» **Source material**
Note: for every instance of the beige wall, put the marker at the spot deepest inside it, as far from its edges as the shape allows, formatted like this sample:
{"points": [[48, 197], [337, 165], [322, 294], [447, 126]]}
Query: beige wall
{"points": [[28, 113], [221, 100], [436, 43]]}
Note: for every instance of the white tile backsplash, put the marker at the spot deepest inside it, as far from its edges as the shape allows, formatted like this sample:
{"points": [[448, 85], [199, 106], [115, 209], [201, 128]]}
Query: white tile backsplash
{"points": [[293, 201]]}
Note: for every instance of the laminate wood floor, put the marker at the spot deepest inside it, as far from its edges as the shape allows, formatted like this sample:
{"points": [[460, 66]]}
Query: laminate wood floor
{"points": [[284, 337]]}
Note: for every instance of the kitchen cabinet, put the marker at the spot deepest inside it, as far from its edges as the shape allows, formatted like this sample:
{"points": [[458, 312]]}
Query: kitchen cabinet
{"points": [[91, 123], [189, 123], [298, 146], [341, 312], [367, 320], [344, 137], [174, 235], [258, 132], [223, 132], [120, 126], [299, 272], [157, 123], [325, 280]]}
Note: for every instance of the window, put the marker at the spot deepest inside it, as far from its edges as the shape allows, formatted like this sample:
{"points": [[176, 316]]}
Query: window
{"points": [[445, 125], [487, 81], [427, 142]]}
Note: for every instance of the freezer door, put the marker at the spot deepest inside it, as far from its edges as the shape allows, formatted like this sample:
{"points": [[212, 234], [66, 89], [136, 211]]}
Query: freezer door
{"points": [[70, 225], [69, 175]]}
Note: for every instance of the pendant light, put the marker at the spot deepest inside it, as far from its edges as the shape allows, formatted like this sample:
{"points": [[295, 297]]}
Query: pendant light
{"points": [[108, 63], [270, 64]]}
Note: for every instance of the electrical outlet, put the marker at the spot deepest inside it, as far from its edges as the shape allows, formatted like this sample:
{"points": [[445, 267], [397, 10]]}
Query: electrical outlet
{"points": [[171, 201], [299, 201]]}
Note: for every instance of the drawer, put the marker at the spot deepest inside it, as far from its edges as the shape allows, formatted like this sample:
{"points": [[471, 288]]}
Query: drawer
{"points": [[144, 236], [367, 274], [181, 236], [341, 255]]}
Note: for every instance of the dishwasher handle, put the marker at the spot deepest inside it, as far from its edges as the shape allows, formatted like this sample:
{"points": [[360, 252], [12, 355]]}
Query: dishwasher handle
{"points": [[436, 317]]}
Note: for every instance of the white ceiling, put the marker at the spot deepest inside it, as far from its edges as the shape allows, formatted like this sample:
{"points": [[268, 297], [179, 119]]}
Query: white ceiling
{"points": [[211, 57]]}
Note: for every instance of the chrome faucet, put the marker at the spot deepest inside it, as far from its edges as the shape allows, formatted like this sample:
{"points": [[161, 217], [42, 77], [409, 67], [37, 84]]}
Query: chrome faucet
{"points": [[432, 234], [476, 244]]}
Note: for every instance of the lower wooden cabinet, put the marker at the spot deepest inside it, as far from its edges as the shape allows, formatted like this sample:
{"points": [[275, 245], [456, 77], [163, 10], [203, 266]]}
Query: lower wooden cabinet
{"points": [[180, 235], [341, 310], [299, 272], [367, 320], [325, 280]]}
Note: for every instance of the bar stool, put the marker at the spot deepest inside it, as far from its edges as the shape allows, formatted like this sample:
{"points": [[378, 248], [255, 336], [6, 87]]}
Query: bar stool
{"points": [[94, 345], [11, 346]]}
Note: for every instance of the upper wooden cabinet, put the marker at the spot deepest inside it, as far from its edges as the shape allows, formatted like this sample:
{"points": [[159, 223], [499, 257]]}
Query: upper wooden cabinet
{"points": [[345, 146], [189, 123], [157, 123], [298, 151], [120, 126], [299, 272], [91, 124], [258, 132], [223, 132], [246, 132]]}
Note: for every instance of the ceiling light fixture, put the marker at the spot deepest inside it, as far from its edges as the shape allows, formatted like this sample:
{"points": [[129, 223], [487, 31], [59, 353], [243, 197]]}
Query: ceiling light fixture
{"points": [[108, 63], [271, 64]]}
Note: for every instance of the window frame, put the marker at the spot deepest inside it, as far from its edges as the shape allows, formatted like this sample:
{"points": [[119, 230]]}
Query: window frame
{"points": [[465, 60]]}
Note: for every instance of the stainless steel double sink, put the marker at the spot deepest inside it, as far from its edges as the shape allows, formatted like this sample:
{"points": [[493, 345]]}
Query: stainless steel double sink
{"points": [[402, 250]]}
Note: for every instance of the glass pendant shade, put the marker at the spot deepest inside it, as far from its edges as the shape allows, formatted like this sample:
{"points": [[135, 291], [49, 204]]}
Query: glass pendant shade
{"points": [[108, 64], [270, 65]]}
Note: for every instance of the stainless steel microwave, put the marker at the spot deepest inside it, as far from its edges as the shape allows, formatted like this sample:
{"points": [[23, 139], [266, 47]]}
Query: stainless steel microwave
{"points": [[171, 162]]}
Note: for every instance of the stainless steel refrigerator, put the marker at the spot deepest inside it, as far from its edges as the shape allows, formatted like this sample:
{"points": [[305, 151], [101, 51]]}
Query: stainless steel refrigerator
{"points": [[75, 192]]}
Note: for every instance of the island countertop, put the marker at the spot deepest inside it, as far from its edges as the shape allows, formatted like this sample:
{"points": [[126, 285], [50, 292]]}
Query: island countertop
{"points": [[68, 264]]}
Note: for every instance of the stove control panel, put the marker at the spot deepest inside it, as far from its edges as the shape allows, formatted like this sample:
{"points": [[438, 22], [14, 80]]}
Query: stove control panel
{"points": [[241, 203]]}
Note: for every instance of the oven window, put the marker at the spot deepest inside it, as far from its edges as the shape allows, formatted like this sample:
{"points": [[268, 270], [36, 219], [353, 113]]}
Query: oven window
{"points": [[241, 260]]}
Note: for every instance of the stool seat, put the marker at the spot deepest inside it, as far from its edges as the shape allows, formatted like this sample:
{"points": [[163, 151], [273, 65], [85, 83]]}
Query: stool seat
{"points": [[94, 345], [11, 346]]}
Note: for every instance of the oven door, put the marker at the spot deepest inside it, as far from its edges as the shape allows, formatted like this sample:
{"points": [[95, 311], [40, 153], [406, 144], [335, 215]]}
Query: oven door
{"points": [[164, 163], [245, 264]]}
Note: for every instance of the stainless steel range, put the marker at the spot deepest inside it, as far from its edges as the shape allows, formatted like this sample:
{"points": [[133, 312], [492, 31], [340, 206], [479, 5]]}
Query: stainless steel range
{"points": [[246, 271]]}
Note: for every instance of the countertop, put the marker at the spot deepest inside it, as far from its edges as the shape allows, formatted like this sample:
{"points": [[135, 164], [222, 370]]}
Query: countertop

» **Task item**
Transcribe each record above exactly. Skip none.

» **Your solution**
Note: for every instance of the beige wall, put the marker at the spot deepest inside it, as far from its edges as the shape allows, formatted like this sample:
{"points": [[48, 197], [337, 165], [322, 294], [447, 126]]}
Query: beige wall
{"points": [[28, 113], [221, 100], [436, 43]]}
Note: for every instance of the white tile backsplash, put the marker at the spot deepest inside it, as far from its edges as the shape allows, formatted like this sample:
{"points": [[448, 85], [199, 106], [115, 209], [201, 128]]}
Query: white tile backsplash
{"points": [[293, 201]]}
Note: for every instance of the laminate wood floor, put the marker at the spot deepest inside it, as far from its edges as the shape allows, formatted like this sample:
{"points": [[460, 66]]}
Query: laminate wood floor
{"points": [[284, 337]]}
Note: for every instance of the kitchen cabinet, put the marker at the spot deepest inside it, as far from its edges as the shape allows, formatted like this sample:
{"points": [[458, 312]]}
Query: kitchen cabinet
{"points": [[91, 123], [189, 123], [298, 146], [341, 312], [367, 320], [344, 137], [174, 235], [258, 132], [223, 132], [120, 126], [299, 272], [157, 123], [325, 280]]}
Note: for every instance of the window, put the marker at the spot deepest inside it, as far from its edges as the shape allows, formatted like this sample:
{"points": [[176, 316]]}
Query: window
{"points": [[445, 125], [487, 81], [427, 142]]}
Note: for every instance of the freezer door, put the marker at the spot deepest inside it, as far from its edges as the shape allows, formatted like this sample:
{"points": [[212, 234], [66, 89], [136, 211]]}
Query: freezer door
{"points": [[70, 225], [69, 175]]}
Note: for every instance of the pendant light, put the marker at the spot deepest inside it, as far from its edges as the shape allows, formatted like this sample:
{"points": [[295, 297]]}
Query: pendant light
{"points": [[108, 63], [270, 64]]}
Note: for every instance of the electrical outlet, put the marker at the spot deepest inside it, as far from its edges as the shape allows, formatted like this sample:
{"points": [[445, 267], [397, 10]]}
Query: electrical outlet
{"points": [[171, 201], [299, 201]]}
Note: for every instance of the drawer, put the marker at the spot deepest inside it, as far from its edges as the shape allows, formatted like this sample:
{"points": [[471, 288]]}
Query: drawer
{"points": [[144, 236], [367, 274], [181, 236], [341, 255]]}
Note: for every instance of the dishwasher handle, put the marker at the spot deepest inside it, as far from its edges as the shape allows, formatted like this sample:
{"points": [[360, 252], [12, 355]]}
Query: dishwasher handle
{"points": [[436, 317]]}
Note: for every instance of the white ceiling, put the marker at the spot deepest inside it, as far from its edges as the shape allows, formatted like this sample:
{"points": [[268, 297], [179, 119]]}
Query: white ceiling
{"points": [[211, 57]]}
Note: for every instance of the chrome faucet, put the marker at the spot deepest inside it, as far from its edges as the shape allows, formatted like this sample:
{"points": [[161, 217], [42, 77], [409, 67], [37, 84]]}
Query: chrome faucet
{"points": [[432, 234], [476, 244]]}
Note: for every instance of the lower wooden cabinet, put the marker at the spot deepest inside it, as far from its edges as the shape allows, formatted like this sample:
{"points": [[275, 245], [456, 77], [163, 10], [203, 266]]}
Query: lower wooden cabinet
{"points": [[180, 235], [341, 310], [299, 272], [367, 320], [325, 280]]}
Note: for every instance of the bar stool, put the marker at the spot deepest inside it, as far from its edges as the shape allows, formatted like this sample:
{"points": [[378, 248], [255, 336], [6, 87]]}
Query: bar stool
{"points": [[94, 345], [11, 346]]}
Note: for every instance of the upper wooden cabinet, put the marker at the spot deepest inside it, as far from its edges as the shape allows, formatted like this sample:
{"points": [[159, 223], [499, 257]]}
Query: upper wooden cabinet
{"points": [[345, 146], [189, 123], [157, 123], [298, 151], [120, 126], [299, 272], [91, 124], [258, 132], [223, 132], [246, 132]]}
Note: for every instance of the ceiling light fixture, put the marker at the spot deepest inside it, as far from its edges as the shape allows, formatted like this sample:
{"points": [[129, 223], [487, 31], [59, 353], [243, 197]]}
Query: ceiling light fixture
{"points": [[108, 63], [271, 64]]}
Note: for every instance of the window frame, put the marker at the spot deepest inside it, as far from its edges as the shape allows, formatted like this sample:
{"points": [[119, 230]]}
Query: window frame
{"points": [[465, 60]]}
Note: for every instance of the stainless steel double sink, put the marker at the spot deepest inside it, as far from its edges as the shape allows, formatted like this sample:
{"points": [[493, 345]]}
Query: stainless steel double sink
{"points": [[402, 250]]}
Note: for every instance of the glass pendant shade, put the marker at the spot deepest inside it, as far from its edges as the shape allows, formatted like this sample:
{"points": [[135, 291], [49, 204]]}
Query: glass pendant shade
{"points": [[108, 64], [270, 65]]}
Note: for every instance of the stainless steel microwave, put the marker at the spot deepest inside it, as far from its edges as the shape allows, formatted like this sample:
{"points": [[23, 139], [266, 47]]}
Query: stainless steel microwave
{"points": [[171, 162]]}
Note: for every instance of the stainless steel refrigerator, put the marker at the spot deepest inside it, as far from its edges as the shape allows, formatted like this sample:
{"points": [[305, 151], [101, 51]]}
Query: stainless steel refrigerator
{"points": [[75, 192]]}
Note: for every instance of the island countertop, put the marker at the spot deepest inside it, as far from its edges as the shape allows, formatted like this sample:
{"points": [[126, 285], [50, 292]]}
Query: island countertop
{"points": [[68, 264]]}
Note: for every instance of the stove control panel, put the marker at the spot deepest inside it, as far from its edges as the shape allows, formatted like this sample:
{"points": [[438, 22], [14, 80]]}
Query: stove control panel
{"points": [[241, 203]]}
Note: for every instance of the oven window, put the marker at the spot deepest inside it, as far from its edges as the shape allows, formatted like this sample:
{"points": [[268, 270], [36, 219], [353, 113]]}
Query: oven window
{"points": [[241, 260]]}
Note: for every instance of the stool seat, put the marker at the spot deepest inside it, as far from its edges as the shape allows, formatted like this sample:
{"points": [[163, 151], [273, 65], [85, 83]]}
Query: stool seat
{"points": [[94, 345], [11, 346]]}
Note: for every instance of the oven door, put the marker at the spot deepest inside it, as far from its edges as the shape allows, formatted like this sample:
{"points": [[95, 311], [40, 153], [406, 144], [335, 215]]}
Query: oven door
{"points": [[164, 163], [245, 264]]}
Note: for every instance of the stainless steel range, put the marker at the spot deepest inside it, as far from its edges as the shape allows, formatted like this sample:
{"points": [[133, 312], [492, 31], [340, 206], [479, 5]]}
Query: stainless steel range
{"points": [[246, 271]]}
Note: for every instance of the countertop, put the marker at the spot deepest inside it, as far from its edges as the shape allows, formatted like this sample:
{"points": [[135, 164], [222, 370]]}
Query: countertop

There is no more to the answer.